## [Extract provided]
───
Well, this relationship is not going to be one sided anymore, Livejournal. I'll start taking you on long walks again. You're my dude.

Well, I'm quickly writing down this entry before I go to work at Uncommon Ground. I'm sitting in Tom's bed, drinking some delicious homemade coffee. Life is fucking great. I'm almost graduated, one more month until I walk (but a summer semester left- but psh, who cares). My brother Marshall is ARRIVING back into the states in April (5 or 4 more weeks til he's back!) and I absolutely cannot wait to get one of the most influential and closest people in my life back. It's interesting to note, though, how I am going to have to "relearn" my brother. It's like he came back from the dead! And i say that without trying to sound eerie. God, the week between my graduation and Annie's is going to be AMAZING. Going home and just being with the WHOLE family will be so calming and happy.

I wish i could write much more right now, Livejournal, but if I do then I'm going to be late for work, and I'm NOT about to tell them that I couldn't get to work a half an hour earlier because I was too busy documenting my day on Facebook. I mean, I love you and all, but- well, you know.
 
XO .
2 pleasant interruptions to the past

[26 Jan 2009|09:46pm]
why is it a common theme for so many relationships around me to be uneven.
one person cares much more than the other one does.
i don't know if this is a part of learning how to be in a healthy relationship, but good lord.
it's like SO many relationships i see around me are just sad.
one person is pulling all the weight, waiting for the other one to come around. they beat themselves up over needing that other person.
and after i think about the fact that this is all bullshit, i can't help but to think that people can't control who they like(love?). really, you can't. and it's like this strange (fantastic?)growing experience everyone needs. but we're all waiting to get in a relationship where the love and care is equal.
..but will we ever really get to the finish line? i mean, i'd like to think so. i'd like to think someday i will truly be happy with someone and know that they love me just as much as i love them. but really, is there such thing as equivical love? can two people really pull the weight equally? i would also like to think this, but sometimes you can tell someone's putting on a show. you can tell in some relationships that one person truly is hurting deep inside or just doesn't love the other person as much, but they do it out of comfort or not being able to express how they really feel. it's like we're all waiting to get that way, we're all just floating around in the relationship pool waiting for some explosion of emotional connection with another human being.
... but is that really fair to one another? is it fair to put all these feelings onto one single human being? is a human being even capable of loving just one person an insane amount for the rest of their life?
───
## [Your instructions]
Transcribe the part of the journal entries that begins at the words "2 pleasant interruptions" and stops after the words "care is equal.". The records that follow are separate material and have no connection to the journal entries above.

## [Information provided]
───
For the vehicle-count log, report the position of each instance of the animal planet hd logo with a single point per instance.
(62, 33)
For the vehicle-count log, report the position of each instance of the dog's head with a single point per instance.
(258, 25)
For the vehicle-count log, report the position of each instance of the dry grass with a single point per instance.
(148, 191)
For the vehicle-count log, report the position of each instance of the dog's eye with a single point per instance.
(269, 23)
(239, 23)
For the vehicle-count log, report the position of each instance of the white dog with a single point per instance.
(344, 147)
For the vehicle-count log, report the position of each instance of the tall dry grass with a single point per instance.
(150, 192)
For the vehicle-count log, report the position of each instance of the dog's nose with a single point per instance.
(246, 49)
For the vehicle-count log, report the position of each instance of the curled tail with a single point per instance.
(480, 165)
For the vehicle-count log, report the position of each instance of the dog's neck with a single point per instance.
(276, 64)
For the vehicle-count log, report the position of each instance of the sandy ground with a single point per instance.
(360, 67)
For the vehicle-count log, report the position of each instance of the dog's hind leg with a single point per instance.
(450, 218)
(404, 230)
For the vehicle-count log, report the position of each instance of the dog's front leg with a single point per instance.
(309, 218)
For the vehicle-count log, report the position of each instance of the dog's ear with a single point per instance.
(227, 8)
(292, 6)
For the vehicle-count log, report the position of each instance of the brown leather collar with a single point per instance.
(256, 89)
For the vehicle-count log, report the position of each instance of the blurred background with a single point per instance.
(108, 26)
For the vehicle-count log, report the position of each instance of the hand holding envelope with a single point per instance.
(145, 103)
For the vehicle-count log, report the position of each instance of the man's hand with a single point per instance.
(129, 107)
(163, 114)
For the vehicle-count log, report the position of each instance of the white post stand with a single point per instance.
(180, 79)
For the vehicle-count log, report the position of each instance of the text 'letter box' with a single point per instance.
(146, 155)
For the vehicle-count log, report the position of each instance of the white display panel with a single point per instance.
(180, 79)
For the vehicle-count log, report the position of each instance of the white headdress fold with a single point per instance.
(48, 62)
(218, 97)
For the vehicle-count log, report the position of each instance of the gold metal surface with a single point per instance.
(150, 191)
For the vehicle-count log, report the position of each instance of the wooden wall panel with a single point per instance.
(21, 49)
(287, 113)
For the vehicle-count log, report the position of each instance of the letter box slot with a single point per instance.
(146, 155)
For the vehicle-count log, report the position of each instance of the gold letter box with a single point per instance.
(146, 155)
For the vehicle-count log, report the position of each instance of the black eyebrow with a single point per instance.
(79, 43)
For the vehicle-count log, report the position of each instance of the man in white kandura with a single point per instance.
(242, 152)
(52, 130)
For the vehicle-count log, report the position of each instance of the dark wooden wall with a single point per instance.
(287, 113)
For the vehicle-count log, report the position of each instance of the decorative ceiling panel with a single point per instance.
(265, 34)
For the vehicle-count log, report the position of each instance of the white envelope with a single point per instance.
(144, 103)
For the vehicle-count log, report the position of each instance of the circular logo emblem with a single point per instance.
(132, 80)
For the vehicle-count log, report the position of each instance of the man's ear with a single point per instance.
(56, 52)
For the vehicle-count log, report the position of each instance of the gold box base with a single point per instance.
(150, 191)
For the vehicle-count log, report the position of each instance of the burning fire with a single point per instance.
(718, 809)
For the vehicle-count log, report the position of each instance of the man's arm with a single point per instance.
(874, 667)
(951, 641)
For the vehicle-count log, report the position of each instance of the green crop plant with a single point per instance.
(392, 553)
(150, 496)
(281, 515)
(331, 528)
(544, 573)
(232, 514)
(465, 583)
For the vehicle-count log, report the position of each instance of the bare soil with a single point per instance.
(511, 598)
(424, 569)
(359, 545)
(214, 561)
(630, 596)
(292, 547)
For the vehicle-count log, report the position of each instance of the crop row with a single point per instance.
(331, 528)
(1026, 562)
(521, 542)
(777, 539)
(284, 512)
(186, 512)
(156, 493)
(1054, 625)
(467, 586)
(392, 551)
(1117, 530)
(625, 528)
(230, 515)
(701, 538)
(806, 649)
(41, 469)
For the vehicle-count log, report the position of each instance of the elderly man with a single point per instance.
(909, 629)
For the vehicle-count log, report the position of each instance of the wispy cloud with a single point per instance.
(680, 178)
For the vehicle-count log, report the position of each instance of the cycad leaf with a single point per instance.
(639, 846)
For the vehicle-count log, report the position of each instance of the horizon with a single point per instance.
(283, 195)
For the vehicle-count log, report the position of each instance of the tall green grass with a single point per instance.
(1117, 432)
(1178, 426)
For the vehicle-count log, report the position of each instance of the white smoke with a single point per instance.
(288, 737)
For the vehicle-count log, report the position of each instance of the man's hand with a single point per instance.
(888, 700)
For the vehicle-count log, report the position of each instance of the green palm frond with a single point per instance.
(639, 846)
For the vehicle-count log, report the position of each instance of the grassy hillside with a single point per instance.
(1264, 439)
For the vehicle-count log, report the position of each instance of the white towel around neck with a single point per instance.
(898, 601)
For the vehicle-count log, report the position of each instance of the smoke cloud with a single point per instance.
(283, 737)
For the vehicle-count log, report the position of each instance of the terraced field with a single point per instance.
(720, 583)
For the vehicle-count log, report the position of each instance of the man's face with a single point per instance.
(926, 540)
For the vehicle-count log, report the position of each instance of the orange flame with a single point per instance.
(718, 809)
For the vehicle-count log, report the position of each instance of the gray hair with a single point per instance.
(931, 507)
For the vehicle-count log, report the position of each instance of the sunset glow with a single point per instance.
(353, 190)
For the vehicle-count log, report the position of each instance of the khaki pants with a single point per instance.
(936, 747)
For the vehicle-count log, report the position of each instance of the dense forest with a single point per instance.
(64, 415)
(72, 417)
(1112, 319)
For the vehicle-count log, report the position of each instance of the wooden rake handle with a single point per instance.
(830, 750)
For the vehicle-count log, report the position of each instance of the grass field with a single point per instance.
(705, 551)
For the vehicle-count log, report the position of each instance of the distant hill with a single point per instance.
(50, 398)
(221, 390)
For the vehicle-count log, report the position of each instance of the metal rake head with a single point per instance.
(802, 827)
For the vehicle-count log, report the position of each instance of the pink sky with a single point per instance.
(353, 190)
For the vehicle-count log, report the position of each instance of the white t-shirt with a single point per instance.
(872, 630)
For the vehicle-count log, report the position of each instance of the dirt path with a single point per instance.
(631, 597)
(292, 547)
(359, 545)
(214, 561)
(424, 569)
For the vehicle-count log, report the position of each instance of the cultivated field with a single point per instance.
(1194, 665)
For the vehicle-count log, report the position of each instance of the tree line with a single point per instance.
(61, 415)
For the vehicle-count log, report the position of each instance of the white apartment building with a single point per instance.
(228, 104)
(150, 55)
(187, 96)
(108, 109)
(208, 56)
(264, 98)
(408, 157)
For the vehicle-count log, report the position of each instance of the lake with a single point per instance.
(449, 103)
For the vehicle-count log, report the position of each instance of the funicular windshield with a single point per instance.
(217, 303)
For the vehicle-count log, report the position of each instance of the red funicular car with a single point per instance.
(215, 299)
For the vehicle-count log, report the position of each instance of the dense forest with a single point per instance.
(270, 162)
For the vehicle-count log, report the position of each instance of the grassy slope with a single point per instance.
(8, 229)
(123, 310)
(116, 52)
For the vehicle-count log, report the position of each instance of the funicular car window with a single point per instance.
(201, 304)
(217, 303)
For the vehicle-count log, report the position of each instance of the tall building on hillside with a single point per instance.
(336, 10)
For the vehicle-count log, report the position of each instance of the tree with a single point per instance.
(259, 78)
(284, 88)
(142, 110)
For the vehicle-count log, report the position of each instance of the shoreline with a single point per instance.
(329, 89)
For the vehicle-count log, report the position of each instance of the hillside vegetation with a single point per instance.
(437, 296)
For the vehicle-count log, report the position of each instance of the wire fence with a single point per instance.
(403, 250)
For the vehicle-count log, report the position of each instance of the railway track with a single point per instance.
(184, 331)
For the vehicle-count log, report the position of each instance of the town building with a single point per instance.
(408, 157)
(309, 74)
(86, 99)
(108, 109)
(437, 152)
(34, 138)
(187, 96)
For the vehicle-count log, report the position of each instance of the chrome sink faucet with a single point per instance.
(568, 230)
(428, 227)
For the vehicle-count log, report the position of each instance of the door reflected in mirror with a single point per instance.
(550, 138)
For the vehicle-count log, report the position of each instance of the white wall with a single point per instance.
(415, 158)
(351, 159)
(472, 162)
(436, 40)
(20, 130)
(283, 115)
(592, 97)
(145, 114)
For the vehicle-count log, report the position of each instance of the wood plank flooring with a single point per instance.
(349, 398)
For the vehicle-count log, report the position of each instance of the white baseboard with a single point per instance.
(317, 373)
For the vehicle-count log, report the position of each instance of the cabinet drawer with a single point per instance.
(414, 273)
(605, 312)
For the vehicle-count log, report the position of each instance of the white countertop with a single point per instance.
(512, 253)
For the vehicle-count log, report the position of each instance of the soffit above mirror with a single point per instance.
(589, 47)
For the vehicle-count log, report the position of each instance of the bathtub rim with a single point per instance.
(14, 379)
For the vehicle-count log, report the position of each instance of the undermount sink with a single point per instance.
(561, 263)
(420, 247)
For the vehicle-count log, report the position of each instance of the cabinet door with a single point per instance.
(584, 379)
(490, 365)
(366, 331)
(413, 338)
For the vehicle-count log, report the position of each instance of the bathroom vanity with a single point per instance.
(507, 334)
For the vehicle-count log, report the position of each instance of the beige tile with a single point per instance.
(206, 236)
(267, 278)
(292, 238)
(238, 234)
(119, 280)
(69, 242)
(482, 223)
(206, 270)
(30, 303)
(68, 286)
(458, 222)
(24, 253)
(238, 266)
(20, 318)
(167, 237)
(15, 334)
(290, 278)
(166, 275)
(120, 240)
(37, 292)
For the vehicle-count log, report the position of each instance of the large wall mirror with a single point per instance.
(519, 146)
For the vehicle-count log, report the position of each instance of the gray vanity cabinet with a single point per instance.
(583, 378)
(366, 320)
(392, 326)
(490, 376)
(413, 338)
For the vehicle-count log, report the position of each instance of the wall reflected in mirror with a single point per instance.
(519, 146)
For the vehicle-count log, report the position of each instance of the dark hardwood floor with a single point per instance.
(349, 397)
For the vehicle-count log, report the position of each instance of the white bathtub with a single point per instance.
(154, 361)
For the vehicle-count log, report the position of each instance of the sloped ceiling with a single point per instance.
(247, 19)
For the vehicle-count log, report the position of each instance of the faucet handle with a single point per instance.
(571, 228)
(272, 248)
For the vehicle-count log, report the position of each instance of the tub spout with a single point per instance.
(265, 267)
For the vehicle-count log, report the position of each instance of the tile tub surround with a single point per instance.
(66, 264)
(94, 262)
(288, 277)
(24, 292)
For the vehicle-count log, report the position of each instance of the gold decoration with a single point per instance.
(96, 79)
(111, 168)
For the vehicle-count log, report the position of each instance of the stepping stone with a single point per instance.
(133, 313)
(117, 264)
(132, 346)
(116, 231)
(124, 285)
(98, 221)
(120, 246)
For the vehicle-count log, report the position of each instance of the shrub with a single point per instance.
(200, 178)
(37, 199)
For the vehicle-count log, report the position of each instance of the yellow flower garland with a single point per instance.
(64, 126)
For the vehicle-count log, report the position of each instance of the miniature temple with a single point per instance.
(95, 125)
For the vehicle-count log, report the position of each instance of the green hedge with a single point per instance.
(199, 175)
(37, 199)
───
## [Answer to the exercise]
2 pleasant interruptions to the past

[26 Jan 2009|09:46pm]
why is it a common theme for so many relationships around me to be uneven.
one person cares much more than the other one does.
i don't know if this is a part of learning how to be in a healthy relationship, but good lord.
it's like SO many relationships i see around me are just sad.
one person is pulling all the weight, waiting for the other one to come around. they beat themselves up over needing that other person.
and after i think about the fact that this is all bullshit, i can't help but to think that people can't control who they like(love?). really, you can't. and it's like this strange (fantastic?)growing experience everyone needs. but we're all waiting to get in a relationship where the love and care is equal.